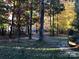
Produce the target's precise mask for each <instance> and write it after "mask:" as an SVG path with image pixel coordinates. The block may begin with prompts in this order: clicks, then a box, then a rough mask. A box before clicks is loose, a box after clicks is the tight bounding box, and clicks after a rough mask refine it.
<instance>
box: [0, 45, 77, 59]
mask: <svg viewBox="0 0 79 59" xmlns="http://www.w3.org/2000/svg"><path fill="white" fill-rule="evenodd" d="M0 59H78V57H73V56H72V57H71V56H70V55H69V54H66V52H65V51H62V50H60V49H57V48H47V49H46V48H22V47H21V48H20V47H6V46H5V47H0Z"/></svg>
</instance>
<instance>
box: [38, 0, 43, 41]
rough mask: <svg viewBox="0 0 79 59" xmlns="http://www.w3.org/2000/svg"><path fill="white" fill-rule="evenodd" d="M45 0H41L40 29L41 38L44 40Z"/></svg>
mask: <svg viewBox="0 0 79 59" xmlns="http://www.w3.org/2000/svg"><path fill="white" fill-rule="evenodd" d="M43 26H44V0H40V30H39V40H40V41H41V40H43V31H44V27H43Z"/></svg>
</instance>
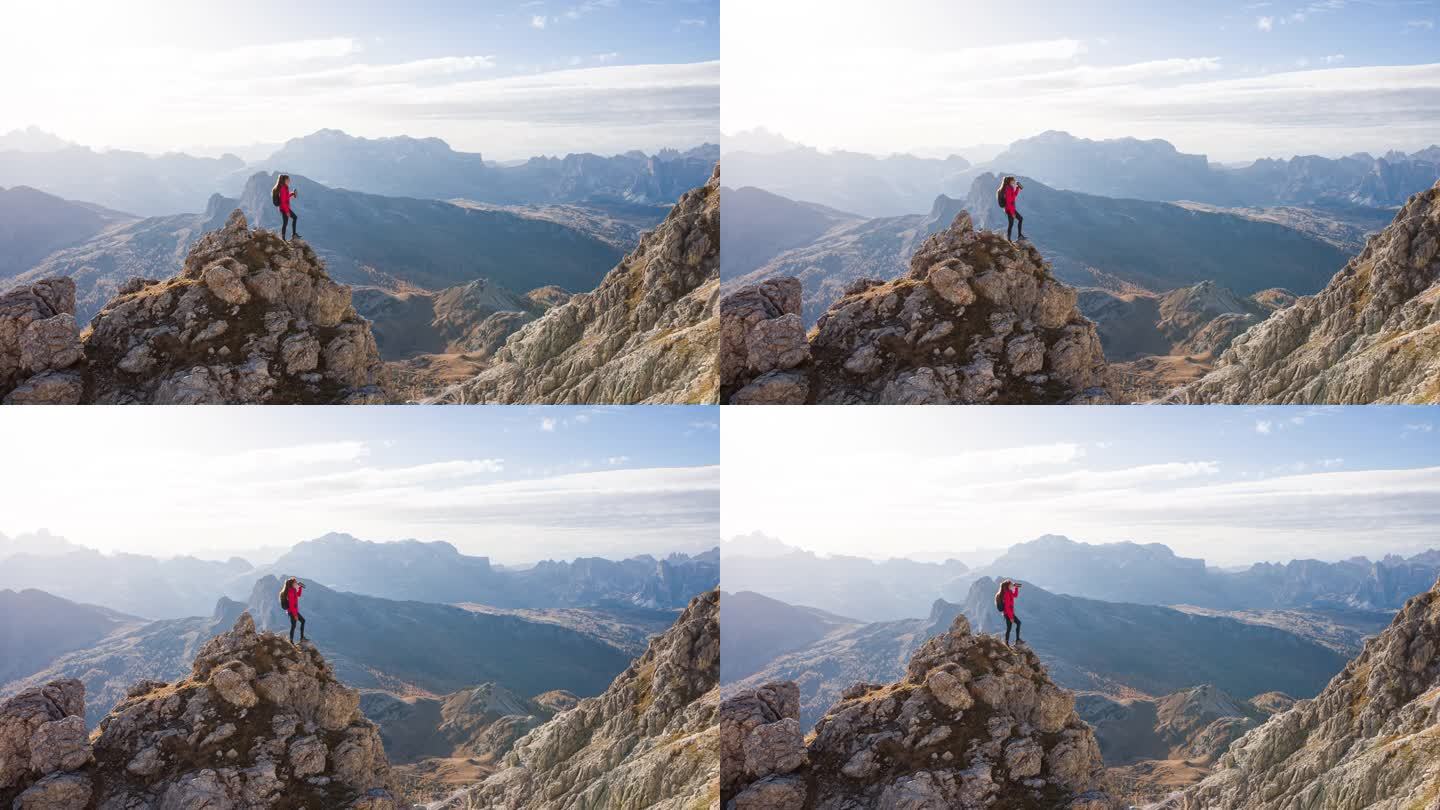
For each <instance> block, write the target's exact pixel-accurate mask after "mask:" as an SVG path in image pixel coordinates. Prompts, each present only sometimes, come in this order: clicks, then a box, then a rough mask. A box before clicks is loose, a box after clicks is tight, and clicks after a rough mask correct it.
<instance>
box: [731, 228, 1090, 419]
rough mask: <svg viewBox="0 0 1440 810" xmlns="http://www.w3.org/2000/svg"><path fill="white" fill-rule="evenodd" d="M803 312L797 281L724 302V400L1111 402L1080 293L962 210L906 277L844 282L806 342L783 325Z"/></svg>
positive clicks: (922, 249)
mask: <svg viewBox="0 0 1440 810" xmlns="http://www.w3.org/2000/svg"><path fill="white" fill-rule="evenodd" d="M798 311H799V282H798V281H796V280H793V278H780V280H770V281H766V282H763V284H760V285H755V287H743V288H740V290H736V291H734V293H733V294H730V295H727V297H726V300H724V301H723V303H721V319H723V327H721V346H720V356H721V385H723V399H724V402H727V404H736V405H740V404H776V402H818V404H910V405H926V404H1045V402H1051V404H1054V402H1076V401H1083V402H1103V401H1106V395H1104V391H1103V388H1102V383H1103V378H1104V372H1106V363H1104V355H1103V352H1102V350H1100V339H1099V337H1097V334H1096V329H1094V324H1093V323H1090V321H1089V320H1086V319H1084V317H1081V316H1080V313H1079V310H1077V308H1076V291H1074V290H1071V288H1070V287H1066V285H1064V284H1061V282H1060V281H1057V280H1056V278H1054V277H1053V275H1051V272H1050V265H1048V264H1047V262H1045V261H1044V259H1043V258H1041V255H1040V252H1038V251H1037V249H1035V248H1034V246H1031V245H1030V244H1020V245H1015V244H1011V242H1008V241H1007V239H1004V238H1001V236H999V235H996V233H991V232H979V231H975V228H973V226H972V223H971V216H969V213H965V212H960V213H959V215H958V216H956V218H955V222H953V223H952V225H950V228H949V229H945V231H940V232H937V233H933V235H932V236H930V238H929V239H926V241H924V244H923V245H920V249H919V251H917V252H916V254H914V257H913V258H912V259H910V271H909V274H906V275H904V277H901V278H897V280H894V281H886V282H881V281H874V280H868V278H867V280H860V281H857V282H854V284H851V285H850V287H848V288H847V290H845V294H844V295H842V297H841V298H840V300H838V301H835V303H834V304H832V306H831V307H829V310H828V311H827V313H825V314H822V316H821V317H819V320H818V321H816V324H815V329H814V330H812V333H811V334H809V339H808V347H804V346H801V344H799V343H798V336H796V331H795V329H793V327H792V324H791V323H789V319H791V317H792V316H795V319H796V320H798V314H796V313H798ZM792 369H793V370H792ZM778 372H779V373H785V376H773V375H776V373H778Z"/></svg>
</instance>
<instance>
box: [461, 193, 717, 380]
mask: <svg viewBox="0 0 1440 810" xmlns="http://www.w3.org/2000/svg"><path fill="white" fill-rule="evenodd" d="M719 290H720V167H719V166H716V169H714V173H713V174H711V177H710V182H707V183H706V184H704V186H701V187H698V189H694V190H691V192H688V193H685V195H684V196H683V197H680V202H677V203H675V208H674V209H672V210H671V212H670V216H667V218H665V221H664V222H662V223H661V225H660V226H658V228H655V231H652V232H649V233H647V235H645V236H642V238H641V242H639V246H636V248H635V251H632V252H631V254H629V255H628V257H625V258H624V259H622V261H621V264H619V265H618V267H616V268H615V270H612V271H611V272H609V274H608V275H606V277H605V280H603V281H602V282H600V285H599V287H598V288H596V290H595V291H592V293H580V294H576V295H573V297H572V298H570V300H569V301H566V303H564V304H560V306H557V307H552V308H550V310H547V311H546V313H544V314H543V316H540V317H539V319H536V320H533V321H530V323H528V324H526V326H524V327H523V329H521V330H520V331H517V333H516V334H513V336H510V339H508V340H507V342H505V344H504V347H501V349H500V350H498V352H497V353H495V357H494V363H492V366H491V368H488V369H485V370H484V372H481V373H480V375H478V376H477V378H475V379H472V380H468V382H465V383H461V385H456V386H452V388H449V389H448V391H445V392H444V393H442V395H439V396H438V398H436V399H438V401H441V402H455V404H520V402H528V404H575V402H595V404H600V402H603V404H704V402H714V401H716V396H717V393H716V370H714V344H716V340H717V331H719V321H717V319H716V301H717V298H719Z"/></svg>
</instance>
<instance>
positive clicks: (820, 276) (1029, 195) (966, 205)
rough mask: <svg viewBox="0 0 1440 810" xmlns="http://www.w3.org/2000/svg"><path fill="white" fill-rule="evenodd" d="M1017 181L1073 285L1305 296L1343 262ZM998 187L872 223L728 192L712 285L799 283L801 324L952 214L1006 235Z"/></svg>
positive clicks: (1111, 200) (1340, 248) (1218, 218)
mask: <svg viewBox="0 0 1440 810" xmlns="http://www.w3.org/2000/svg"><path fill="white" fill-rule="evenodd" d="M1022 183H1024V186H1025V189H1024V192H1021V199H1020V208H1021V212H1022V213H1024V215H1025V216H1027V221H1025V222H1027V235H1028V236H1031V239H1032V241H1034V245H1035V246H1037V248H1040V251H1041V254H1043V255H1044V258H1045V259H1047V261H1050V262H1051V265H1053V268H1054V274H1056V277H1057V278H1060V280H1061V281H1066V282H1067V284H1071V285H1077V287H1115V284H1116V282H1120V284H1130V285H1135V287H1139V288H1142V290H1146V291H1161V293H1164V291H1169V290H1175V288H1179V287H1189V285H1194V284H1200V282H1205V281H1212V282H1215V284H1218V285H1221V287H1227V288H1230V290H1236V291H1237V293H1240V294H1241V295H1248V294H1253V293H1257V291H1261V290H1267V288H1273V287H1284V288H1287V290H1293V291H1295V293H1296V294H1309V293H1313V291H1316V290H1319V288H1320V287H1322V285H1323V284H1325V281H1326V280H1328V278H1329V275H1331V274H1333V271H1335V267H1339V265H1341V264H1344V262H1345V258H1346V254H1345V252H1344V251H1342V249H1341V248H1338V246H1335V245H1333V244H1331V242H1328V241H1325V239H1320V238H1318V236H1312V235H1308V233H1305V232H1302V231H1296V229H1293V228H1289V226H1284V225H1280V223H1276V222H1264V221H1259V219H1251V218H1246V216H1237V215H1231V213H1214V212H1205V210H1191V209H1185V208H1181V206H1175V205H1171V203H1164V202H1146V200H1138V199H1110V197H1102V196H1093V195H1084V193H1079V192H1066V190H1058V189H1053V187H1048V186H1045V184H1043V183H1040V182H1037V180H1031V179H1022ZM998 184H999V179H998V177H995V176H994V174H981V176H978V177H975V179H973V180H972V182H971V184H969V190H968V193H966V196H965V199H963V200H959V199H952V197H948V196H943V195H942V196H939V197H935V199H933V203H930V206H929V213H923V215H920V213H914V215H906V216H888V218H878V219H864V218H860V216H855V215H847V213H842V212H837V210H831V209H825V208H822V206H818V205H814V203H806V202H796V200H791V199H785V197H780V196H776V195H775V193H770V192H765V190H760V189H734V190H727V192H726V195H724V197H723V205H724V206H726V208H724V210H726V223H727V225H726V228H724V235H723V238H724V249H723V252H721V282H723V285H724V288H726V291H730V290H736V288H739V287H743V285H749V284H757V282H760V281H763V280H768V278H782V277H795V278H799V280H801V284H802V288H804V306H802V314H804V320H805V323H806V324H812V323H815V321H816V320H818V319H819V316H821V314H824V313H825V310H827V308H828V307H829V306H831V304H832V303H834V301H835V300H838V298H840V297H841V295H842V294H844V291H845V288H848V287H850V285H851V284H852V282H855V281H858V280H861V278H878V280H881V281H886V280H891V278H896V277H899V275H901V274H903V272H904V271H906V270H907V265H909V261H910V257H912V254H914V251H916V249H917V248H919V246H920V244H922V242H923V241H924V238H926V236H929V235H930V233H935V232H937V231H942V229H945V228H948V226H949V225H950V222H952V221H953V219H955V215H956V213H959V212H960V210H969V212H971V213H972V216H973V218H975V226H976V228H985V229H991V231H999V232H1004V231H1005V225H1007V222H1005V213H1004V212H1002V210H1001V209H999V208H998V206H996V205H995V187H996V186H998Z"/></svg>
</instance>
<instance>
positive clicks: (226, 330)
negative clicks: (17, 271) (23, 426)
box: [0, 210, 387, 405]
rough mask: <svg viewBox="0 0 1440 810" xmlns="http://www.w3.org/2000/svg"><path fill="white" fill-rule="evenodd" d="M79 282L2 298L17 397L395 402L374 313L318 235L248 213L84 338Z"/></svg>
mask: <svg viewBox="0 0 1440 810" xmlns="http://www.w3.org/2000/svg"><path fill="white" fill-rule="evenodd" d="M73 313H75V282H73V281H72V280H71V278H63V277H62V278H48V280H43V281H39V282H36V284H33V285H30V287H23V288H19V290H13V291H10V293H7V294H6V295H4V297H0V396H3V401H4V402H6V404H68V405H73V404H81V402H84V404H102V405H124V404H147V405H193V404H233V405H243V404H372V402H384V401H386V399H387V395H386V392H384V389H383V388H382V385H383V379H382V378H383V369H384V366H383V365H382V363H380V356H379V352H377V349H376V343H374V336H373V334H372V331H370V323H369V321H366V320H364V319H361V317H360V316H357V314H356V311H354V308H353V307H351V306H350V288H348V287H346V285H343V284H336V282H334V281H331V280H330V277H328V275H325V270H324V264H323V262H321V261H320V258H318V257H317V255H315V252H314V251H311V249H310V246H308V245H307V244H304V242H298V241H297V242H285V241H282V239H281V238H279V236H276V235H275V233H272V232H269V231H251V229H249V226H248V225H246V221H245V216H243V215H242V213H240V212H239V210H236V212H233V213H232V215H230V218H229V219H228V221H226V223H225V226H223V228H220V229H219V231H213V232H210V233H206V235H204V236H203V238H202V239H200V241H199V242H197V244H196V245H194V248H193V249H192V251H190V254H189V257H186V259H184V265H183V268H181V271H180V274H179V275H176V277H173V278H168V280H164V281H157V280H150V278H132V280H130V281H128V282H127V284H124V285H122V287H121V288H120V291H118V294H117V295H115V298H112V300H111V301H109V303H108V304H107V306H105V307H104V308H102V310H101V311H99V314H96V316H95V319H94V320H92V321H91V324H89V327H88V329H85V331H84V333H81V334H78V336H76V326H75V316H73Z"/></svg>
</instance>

- WHAT TO PRODUCE -
Reproduce the stretch from the start of the lines through the line that contains "box: [0, 45, 77, 59]", including both ends. Leave the pictures out of your answer.

- WRITTEN SOLUTION -
Produce the target's precise mask for each <instance> and write it after "mask:" as an SVG path with image pixel coordinates. The block may begin with prompts in this order: clicks, then a box, then a rough mask. A box before clicks is loose, a box after clicks is the tight bounding box, and clicks after a rough mask refine it.
<instance>
box: [0, 45, 77, 59]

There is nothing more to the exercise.